- [Problem requirements]:
Show every line in the rows below that contains the word "street", treating the match as case-sensitive.

- [Input for this task]:
--------------------------------------------------

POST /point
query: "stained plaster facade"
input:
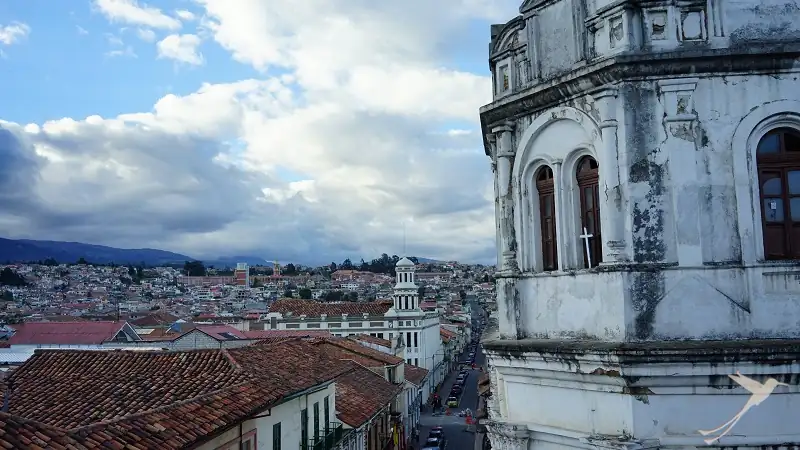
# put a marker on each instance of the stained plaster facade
(671, 99)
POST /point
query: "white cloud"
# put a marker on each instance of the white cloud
(146, 34)
(126, 51)
(185, 15)
(367, 124)
(182, 48)
(13, 32)
(131, 12)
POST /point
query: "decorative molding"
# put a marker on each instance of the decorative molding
(678, 99)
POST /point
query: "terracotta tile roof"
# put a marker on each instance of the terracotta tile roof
(415, 374)
(371, 339)
(360, 394)
(67, 333)
(311, 308)
(189, 396)
(272, 334)
(19, 433)
(156, 319)
(343, 348)
(93, 386)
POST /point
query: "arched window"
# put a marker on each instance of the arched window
(778, 160)
(588, 183)
(547, 217)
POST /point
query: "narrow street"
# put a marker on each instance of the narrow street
(455, 428)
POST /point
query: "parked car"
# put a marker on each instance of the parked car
(436, 433)
(433, 444)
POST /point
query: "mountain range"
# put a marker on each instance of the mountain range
(27, 250)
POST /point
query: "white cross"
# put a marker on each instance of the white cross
(585, 236)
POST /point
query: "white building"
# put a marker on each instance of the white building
(417, 330)
(647, 165)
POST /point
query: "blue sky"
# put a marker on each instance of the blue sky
(296, 131)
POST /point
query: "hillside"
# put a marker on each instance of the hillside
(25, 250)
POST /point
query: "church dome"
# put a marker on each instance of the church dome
(405, 262)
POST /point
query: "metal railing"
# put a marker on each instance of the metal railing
(325, 440)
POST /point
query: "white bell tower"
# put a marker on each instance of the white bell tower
(406, 296)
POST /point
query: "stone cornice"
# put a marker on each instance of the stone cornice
(769, 58)
(768, 351)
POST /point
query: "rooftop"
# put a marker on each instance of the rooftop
(311, 308)
(163, 400)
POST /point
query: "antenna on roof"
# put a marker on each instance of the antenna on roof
(404, 238)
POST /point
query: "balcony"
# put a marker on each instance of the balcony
(326, 440)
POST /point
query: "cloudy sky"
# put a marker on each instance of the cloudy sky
(298, 130)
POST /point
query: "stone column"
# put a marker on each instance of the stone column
(507, 295)
(679, 121)
(505, 436)
(505, 163)
(492, 140)
(612, 210)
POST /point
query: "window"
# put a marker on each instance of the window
(588, 179)
(276, 436)
(326, 407)
(504, 79)
(304, 429)
(778, 161)
(316, 421)
(547, 217)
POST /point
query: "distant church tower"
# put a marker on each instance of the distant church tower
(406, 291)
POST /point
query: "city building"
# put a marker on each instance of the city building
(242, 275)
(646, 159)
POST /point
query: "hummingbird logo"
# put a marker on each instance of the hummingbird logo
(759, 392)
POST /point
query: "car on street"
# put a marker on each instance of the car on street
(434, 444)
(439, 434)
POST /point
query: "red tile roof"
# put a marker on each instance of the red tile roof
(273, 334)
(158, 400)
(94, 386)
(371, 339)
(360, 394)
(311, 308)
(65, 333)
(415, 374)
(343, 348)
(156, 319)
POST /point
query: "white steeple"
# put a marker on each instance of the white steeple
(405, 291)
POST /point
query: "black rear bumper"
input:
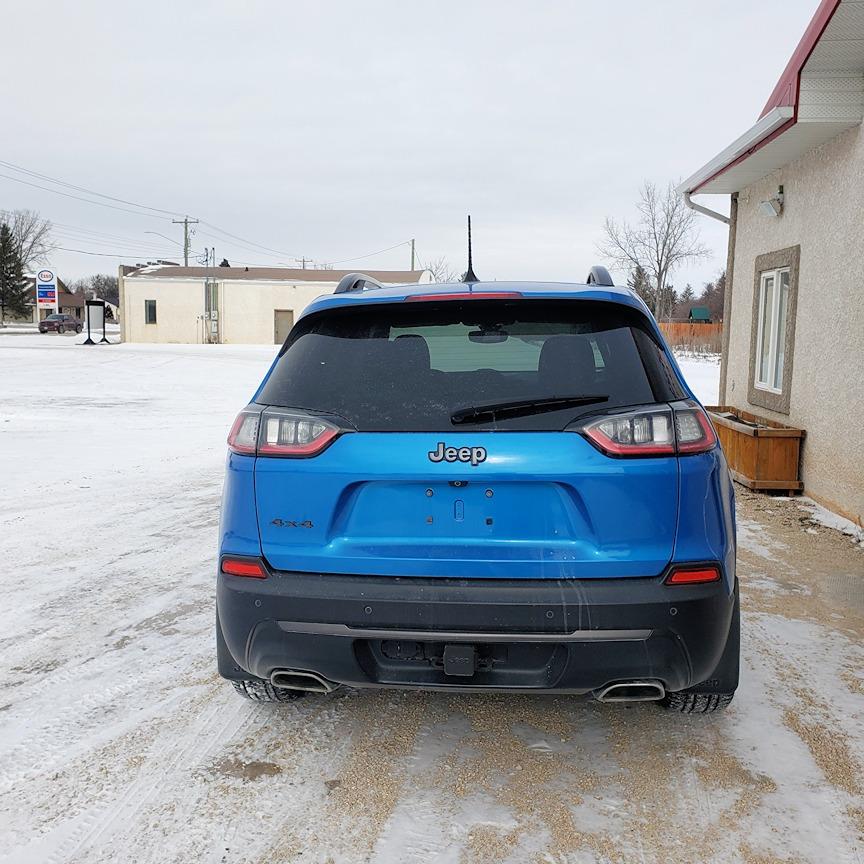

--------------------------------------------------

- [Worked answer]:
query: "narrow street"
# put a marker on each instance of the narrow street
query: "car on street"
# put a marker on each instance of the car on street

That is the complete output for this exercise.